[Start of section]

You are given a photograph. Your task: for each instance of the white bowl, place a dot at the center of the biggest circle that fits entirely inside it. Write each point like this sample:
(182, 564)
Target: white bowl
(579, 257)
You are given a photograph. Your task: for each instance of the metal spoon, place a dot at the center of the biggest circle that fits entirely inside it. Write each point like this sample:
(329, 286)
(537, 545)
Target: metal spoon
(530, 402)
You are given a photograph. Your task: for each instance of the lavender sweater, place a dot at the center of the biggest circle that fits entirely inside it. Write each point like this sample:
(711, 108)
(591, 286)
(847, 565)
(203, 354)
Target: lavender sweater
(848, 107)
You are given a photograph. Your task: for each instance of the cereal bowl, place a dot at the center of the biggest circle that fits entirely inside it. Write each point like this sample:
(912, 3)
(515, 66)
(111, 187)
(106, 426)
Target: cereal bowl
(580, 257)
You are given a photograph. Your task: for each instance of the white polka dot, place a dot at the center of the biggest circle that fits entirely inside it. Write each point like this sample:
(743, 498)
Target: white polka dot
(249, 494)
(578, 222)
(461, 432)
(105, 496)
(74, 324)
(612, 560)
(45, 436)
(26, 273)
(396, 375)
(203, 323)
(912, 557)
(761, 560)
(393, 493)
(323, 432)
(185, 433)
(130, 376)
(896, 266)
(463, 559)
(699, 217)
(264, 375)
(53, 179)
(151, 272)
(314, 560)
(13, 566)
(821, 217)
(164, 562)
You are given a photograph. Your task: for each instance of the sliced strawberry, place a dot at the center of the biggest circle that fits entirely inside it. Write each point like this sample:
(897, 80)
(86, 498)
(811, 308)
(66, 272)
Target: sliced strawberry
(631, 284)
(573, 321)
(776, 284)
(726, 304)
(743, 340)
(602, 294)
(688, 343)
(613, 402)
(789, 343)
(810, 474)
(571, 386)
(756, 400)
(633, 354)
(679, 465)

[End of section]

An exact copy of all the entries is what's needed; write it out.

Answer box:
You are given a photograph. Your task: for each instance of the white bowl, place a dot at the center of the biggest circle that fits entirely inside it. Write each point like this sample:
(182, 564)
Target: white bowl
(579, 257)
You are given a photograph. Your task: for each instance of the metal spoon, place a dot at the center of the biggest circle that fits entirely inside it. Write each point like this sample:
(329, 286)
(537, 545)
Target: metal spoon
(530, 402)
You are given a photograph. Your task: for each instance of the lavender sweater, place a dot at the center of the biggest circle that fits entirely inside it. Write each point like this sample:
(711, 108)
(591, 286)
(847, 565)
(203, 354)
Target: lavender sweater
(848, 107)
You are given a photograph. Your task: for each instance of the cereal bowl, place a dot at the center of the biggest circle that fits entirely inside it. Write each point like this sample:
(912, 3)
(515, 66)
(111, 187)
(106, 426)
Target: cereal bowl
(580, 257)
You are given a photograph. Your task: for each instance of the white polka dot, place a dot at the center of the biggest circle that fits entirely inside it. Write each point like this sample:
(743, 498)
Target: white polka dot
(249, 494)
(578, 222)
(461, 432)
(105, 496)
(74, 324)
(612, 560)
(45, 436)
(26, 273)
(396, 375)
(203, 323)
(912, 557)
(761, 560)
(393, 493)
(323, 432)
(185, 433)
(130, 376)
(896, 266)
(463, 559)
(699, 217)
(264, 375)
(53, 179)
(151, 272)
(314, 560)
(13, 566)
(821, 217)
(164, 562)
You are given a photograph. Your task: for each instance of the sliced strawberry, place a dot at the center of the biggest circle that fits entirely inside it. Write each point like this sample:
(897, 80)
(86, 498)
(811, 308)
(66, 272)
Target: sliced strawberry
(631, 284)
(573, 321)
(776, 284)
(726, 304)
(743, 340)
(602, 294)
(688, 343)
(613, 402)
(789, 343)
(810, 474)
(571, 386)
(756, 400)
(633, 354)
(679, 465)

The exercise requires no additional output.